*TASK DESCRIPTION:* Below are entries. Copy exactly the lines running from the line that holds "Query: cloud" to the line that holds "pixel 76 25", with both ends included.

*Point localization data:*
○ ○ ○ ○
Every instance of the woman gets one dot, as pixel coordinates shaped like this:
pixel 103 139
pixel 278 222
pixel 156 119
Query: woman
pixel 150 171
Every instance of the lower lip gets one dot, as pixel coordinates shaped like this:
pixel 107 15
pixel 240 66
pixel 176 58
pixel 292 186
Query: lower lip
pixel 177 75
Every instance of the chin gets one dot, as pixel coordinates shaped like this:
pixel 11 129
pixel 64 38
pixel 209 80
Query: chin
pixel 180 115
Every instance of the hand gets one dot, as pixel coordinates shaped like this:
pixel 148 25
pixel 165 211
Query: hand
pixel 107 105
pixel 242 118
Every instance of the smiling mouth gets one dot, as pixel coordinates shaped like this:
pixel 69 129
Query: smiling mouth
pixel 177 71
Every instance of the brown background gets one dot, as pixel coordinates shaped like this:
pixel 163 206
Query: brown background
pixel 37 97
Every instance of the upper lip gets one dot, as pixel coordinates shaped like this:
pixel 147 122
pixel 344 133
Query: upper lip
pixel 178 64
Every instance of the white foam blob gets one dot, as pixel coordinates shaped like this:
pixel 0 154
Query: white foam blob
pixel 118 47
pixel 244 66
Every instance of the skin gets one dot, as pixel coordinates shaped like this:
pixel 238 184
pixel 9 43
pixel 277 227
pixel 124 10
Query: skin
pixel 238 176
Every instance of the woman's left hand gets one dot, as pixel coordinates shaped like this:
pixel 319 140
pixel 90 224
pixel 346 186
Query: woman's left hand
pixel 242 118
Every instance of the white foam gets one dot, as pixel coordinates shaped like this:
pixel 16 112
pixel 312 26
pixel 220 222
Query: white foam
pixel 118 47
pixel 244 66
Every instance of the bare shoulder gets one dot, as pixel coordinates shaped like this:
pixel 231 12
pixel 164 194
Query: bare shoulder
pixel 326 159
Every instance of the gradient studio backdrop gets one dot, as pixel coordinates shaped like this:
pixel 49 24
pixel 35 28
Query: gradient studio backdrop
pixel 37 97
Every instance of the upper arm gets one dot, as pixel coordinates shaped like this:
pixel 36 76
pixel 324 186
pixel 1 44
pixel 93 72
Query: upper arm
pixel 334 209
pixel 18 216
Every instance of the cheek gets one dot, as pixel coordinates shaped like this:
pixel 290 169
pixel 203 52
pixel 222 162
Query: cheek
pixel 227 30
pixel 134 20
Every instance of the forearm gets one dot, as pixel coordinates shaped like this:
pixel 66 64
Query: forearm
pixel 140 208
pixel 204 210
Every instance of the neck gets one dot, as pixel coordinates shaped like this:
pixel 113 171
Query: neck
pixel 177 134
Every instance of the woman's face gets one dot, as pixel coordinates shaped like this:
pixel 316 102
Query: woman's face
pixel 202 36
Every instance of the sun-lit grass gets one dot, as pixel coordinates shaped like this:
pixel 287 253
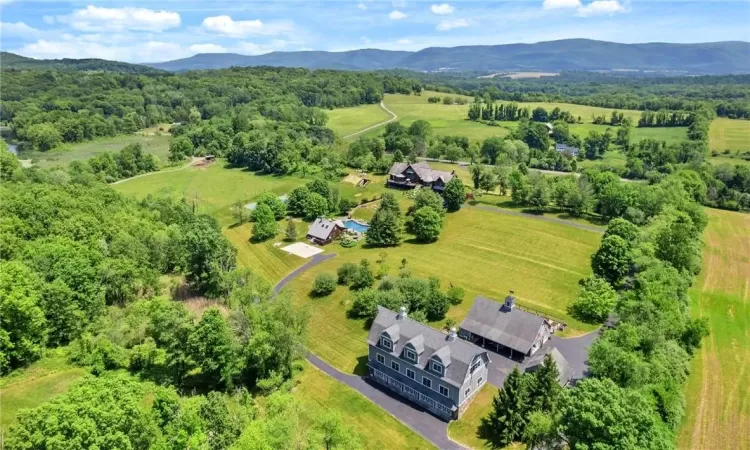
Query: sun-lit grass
pixel 377 428
pixel 484 252
pixel 718 399
pixel 156 145
pixel 346 121
pixel 729 134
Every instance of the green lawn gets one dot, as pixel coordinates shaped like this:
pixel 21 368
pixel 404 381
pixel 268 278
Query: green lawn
pixel 34 385
pixel 718 398
pixel 345 121
pixel 157 145
pixel 377 428
pixel 729 134
pixel 484 252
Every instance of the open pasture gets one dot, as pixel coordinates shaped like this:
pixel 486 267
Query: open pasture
pixel 157 145
pixel 484 252
pixel 718 399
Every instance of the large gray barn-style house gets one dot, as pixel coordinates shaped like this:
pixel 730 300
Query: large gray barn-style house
pixel 505 328
pixel 433 369
pixel 409 176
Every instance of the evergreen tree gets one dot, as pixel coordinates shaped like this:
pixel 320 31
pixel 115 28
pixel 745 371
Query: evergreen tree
pixel 506 421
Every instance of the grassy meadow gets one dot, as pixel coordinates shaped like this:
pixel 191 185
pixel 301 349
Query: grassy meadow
pixel 729 134
pixel 346 121
pixel 155 144
pixel 718 398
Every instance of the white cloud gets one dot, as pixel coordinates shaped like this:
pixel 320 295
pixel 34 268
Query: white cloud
pixel 18 29
pixel 227 26
pixel 561 4
pixel 602 7
pixel 207 48
pixel 442 10
pixel 95 19
pixel 397 15
pixel 446 25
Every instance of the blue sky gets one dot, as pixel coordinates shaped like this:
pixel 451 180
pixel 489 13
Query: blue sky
pixel 150 31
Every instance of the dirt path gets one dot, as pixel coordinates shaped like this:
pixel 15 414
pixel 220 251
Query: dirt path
pixel 385 108
pixel 192 162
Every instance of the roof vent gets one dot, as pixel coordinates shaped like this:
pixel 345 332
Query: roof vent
pixel 510 300
pixel 452 334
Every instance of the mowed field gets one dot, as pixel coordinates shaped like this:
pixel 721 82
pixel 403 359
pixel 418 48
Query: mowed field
pixel 729 134
pixel 484 252
pixel 156 145
pixel 718 397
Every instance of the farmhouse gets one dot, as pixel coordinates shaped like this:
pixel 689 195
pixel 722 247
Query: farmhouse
pixel 323 230
pixel 503 326
pixel 409 176
pixel 562 148
pixel 566 371
pixel 433 369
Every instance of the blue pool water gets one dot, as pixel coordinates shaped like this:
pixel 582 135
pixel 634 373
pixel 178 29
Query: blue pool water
pixel 356 226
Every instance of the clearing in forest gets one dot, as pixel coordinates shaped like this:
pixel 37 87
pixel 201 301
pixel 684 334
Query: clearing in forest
pixel 718 398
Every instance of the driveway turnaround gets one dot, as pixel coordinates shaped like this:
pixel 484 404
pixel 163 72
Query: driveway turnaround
pixel 317 259
pixel 420 421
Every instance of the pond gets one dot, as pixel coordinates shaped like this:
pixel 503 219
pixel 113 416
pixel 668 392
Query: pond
pixel 356 225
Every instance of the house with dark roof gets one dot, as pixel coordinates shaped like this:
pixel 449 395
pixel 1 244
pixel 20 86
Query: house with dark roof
pixel 505 327
pixel 323 230
pixel 565 148
pixel 432 369
pixel 563 367
pixel 411 175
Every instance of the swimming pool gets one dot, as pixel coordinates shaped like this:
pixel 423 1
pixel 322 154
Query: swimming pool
pixel 359 227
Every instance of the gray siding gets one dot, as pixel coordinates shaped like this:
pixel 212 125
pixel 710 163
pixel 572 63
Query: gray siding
pixel 434 392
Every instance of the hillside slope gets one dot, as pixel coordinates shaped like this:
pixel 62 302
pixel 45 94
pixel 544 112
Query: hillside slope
pixel 569 54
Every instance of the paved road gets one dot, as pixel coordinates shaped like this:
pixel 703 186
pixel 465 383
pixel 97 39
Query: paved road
pixel 533 216
pixel 421 422
pixel 316 259
pixel 382 105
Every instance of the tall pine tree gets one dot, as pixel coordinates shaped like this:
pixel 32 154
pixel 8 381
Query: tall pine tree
pixel 507 420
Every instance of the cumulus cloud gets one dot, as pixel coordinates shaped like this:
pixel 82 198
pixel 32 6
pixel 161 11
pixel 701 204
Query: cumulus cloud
pixel 397 15
pixel 96 19
pixel 207 48
pixel 18 29
pixel 602 7
pixel 442 9
pixel 446 25
pixel 561 4
pixel 227 26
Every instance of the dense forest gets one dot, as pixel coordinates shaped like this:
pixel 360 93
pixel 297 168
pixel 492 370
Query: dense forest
pixel 728 95
pixel 48 108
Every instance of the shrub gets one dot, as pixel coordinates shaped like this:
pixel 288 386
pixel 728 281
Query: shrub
pixel 323 285
pixel 456 295
pixel 347 273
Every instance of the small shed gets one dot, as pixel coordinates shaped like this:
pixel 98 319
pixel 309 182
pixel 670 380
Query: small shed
pixel 323 230
pixel 563 367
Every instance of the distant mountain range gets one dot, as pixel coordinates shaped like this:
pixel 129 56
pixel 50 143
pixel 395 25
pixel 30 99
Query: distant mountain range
pixel 12 61
pixel 569 54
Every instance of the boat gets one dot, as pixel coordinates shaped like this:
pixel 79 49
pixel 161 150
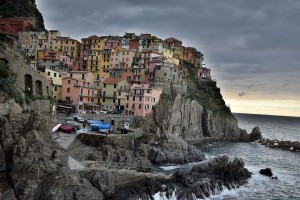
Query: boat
pixel 56 136
pixel 65 128
pixel 101 127
pixel 89 122
pixel 55 128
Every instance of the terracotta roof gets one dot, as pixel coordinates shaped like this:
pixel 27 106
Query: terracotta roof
pixel 113 80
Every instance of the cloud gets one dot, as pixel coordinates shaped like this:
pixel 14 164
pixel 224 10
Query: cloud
pixel 245 43
pixel 242 94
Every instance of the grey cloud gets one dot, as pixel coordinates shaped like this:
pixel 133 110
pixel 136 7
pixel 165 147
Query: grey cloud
pixel 242 94
pixel 245 43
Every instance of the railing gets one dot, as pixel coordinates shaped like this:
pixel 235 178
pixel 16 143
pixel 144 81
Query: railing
pixel 114 165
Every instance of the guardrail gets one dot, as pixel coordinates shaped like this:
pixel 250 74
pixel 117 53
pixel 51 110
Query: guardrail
pixel 114 165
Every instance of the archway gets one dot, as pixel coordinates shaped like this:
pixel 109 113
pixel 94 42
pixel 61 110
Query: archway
pixel 28 85
pixel 39 88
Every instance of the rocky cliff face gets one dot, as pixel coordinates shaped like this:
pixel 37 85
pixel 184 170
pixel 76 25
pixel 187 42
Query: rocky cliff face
pixel 25 9
pixel 194 116
pixel 36 166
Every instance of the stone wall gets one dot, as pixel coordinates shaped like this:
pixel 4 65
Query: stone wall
pixel 42 106
pixel 168 86
pixel 13 54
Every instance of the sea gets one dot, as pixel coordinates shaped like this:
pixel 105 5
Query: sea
pixel 284 164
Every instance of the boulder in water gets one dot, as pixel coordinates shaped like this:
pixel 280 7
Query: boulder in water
pixel 255 134
pixel 266 172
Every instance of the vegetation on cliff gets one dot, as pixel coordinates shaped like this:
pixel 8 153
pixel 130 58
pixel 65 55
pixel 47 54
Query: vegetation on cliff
pixel 205 92
pixel 22 8
pixel 7 80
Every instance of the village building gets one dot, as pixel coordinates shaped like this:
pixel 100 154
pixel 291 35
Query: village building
pixel 141 99
pixel 80 91
pixel 110 92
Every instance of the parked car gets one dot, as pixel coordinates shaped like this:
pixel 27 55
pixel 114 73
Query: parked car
pixel 79 119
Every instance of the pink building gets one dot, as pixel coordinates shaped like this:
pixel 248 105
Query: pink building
pixel 112 43
pixel 70 62
pixel 141 100
pixel 81 92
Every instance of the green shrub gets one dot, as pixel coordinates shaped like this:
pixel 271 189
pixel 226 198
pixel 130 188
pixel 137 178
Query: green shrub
pixel 27 100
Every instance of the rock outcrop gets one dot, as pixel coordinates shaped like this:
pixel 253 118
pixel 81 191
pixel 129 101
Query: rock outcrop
pixel 202 181
pixel 197 114
pixel 293 146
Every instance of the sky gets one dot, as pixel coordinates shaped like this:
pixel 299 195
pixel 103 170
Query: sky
pixel 252 47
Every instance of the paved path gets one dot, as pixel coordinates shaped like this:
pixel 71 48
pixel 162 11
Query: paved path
pixel 65 139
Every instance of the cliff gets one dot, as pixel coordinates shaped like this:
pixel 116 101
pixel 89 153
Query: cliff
pixel 23 9
pixel 199 112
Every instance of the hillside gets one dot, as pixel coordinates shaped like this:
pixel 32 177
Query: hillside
pixel 23 9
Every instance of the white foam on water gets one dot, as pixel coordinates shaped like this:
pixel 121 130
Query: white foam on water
pixel 167 168
pixel 162 196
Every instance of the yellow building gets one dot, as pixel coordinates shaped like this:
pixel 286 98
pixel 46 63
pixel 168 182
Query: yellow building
pixel 110 93
pixel 93 60
pixel 177 53
pixel 168 53
pixel 105 59
pixel 56 82
pixel 40 54
pixel 174 61
pixel 68 46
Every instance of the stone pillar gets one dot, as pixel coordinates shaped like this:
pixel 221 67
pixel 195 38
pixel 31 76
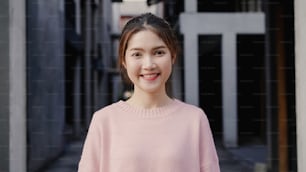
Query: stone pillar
pixel 300 71
pixel 12 86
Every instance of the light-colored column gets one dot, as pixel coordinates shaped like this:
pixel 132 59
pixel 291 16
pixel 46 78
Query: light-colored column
pixel 17 82
pixel 300 72
pixel 229 89
pixel 88 46
pixel 191 68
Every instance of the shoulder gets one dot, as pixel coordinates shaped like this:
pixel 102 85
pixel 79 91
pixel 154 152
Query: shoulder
pixel 106 110
pixel 186 107
pixel 190 110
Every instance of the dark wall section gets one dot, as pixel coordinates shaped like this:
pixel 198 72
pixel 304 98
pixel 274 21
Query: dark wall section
pixel 45 82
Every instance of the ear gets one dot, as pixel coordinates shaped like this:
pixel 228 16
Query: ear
pixel 173 59
pixel 124 64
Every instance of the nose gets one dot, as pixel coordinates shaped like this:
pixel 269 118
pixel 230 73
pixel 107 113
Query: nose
pixel 148 63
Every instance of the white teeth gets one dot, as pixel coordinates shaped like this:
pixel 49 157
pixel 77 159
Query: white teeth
pixel 149 75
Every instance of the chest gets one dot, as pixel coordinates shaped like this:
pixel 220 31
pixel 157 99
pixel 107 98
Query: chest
pixel 153 145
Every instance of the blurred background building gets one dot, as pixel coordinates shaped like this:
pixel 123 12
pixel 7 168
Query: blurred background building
pixel 239 63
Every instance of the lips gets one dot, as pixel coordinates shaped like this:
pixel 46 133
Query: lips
pixel 150 77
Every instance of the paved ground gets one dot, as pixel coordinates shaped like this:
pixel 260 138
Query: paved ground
pixel 69 160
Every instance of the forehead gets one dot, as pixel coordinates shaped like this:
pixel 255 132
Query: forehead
pixel 144 38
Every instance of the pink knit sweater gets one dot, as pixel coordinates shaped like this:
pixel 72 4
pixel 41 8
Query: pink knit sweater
pixel 172 138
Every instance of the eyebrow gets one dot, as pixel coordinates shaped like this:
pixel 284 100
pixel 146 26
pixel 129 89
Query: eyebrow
pixel 155 48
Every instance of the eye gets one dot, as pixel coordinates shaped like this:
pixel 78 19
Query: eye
pixel 136 54
pixel 159 52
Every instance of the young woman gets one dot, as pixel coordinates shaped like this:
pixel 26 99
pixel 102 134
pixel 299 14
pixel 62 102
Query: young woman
pixel 149 132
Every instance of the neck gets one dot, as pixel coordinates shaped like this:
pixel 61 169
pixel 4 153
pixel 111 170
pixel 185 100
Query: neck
pixel 148 101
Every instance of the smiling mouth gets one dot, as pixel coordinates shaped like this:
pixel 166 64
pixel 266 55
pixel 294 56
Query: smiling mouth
pixel 150 77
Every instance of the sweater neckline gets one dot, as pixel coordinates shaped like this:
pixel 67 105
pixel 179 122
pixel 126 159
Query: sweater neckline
pixel 157 112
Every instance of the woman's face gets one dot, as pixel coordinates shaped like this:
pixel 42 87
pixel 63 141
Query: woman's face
pixel 148 62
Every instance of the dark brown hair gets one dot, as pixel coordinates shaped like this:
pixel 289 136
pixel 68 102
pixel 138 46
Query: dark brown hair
pixel 150 22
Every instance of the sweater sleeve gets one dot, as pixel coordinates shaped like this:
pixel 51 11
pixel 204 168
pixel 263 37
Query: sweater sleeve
pixel 208 155
pixel 90 158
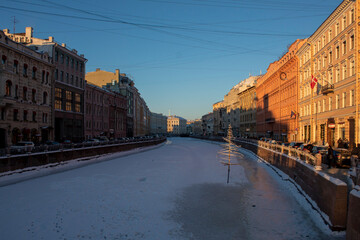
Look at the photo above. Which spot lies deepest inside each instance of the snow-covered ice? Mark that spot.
(176, 191)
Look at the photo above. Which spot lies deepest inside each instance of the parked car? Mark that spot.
(94, 140)
(342, 157)
(319, 149)
(306, 147)
(52, 143)
(22, 146)
(295, 144)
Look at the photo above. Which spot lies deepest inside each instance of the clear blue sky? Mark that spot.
(184, 55)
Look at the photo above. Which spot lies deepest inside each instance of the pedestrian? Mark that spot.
(330, 157)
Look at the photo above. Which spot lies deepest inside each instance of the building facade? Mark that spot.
(158, 123)
(247, 105)
(329, 111)
(208, 124)
(26, 102)
(105, 113)
(69, 87)
(138, 115)
(277, 104)
(237, 109)
(176, 125)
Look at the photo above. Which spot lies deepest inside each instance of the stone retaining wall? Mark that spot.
(353, 223)
(330, 194)
(36, 159)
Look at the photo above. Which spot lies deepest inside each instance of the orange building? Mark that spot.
(277, 104)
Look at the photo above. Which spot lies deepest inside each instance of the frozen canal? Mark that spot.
(176, 191)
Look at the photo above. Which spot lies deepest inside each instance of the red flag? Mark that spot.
(313, 82)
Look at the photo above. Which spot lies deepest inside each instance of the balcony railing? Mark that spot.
(328, 88)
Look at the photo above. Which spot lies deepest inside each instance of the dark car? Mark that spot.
(295, 144)
(342, 157)
(306, 147)
(319, 149)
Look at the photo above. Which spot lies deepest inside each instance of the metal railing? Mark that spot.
(9, 151)
(292, 152)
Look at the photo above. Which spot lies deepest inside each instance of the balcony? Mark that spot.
(328, 88)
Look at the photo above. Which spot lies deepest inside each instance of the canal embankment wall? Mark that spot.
(339, 209)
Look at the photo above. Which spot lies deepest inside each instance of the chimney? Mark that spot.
(29, 32)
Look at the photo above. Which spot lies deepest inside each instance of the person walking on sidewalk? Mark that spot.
(330, 157)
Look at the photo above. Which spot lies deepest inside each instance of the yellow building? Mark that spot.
(176, 125)
(329, 111)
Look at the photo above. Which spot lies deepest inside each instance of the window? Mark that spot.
(25, 93)
(25, 70)
(33, 96)
(57, 93)
(68, 106)
(25, 115)
(44, 117)
(16, 66)
(33, 75)
(47, 77)
(352, 68)
(337, 76)
(34, 116)
(16, 115)
(352, 97)
(8, 86)
(58, 104)
(44, 97)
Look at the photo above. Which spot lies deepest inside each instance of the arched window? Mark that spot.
(3, 59)
(25, 93)
(33, 75)
(8, 88)
(44, 97)
(25, 70)
(33, 96)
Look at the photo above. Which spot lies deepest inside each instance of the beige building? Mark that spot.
(219, 110)
(208, 124)
(247, 106)
(158, 123)
(26, 100)
(237, 109)
(176, 125)
(329, 111)
(69, 86)
(138, 116)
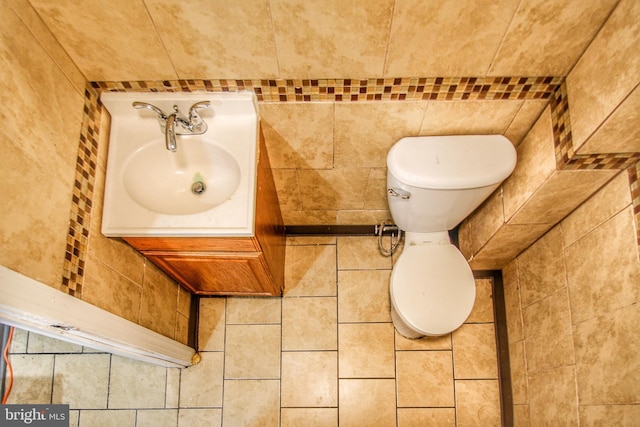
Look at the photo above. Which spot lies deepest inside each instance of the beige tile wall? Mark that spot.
(37, 166)
(39, 171)
(160, 39)
(329, 159)
(572, 310)
(551, 180)
(325, 354)
(603, 87)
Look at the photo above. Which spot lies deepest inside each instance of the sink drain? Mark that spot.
(198, 188)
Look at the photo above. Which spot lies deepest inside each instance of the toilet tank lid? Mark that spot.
(452, 162)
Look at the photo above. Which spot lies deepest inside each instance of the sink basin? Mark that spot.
(195, 178)
(207, 187)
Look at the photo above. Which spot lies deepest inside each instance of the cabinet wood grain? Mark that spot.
(228, 265)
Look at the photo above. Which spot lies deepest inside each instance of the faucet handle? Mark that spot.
(140, 105)
(195, 121)
(194, 107)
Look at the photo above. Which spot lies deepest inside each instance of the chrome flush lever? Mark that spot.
(396, 192)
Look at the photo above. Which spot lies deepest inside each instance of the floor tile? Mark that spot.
(363, 296)
(135, 384)
(248, 310)
(252, 352)
(366, 350)
(200, 417)
(157, 417)
(251, 403)
(109, 418)
(309, 379)
(201, 385)
(309, 417)
(367, 403)
(211, 324)
(421, 417)
(478, 403)
(310, 271)
(442, 342)
(474, 351)
(81, 380)
(310, 323)
(425, 379)
(32, 378)
(359, 253)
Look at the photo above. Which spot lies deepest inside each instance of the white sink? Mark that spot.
(197, 177)
(205, 188)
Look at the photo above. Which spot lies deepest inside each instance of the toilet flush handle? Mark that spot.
(396, 192)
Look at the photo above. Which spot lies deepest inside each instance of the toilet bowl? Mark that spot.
(432, 290)
(433, 183)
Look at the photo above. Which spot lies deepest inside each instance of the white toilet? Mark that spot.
(433, 183)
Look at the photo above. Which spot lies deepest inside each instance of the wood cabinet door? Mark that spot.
○ ○ ○ ○
*SOLUTION:*
Query: cloud
pixel 245 43
pixel 242 94
Every instance of the grey cloud gets one dot, as pixel coordinates shaped like this:
pixel 133 110
pixel 136 7
pixel 165 147
Query: grey cloud
pixel 242 94
pixel 245 43
Every instance of the railing gets one dot, as pixel coordinates shaped like this:
pixel 235 178
pixel 16 143
pixel 144 81
Query: railing
pixel 114 165
Every instance of the guardrail gets one dot, as pixel coordinates shaped like this:
pixel 250 74
pixel 117 53
pixel 51 110
Query: guardrail
pixel 114 165
Every instance of the archway gets one dot, as pixel coordinates shaped like this:
pixel 109 113
pixel 94 42
pixel 61 110
Query: archway
pixel 28 85
pixel 39 88
Every instance of the rocky cliff face gets one dot, as pixel coordinates shaped like this:
pixel 37 85
pixel 184 170
pixel 76 25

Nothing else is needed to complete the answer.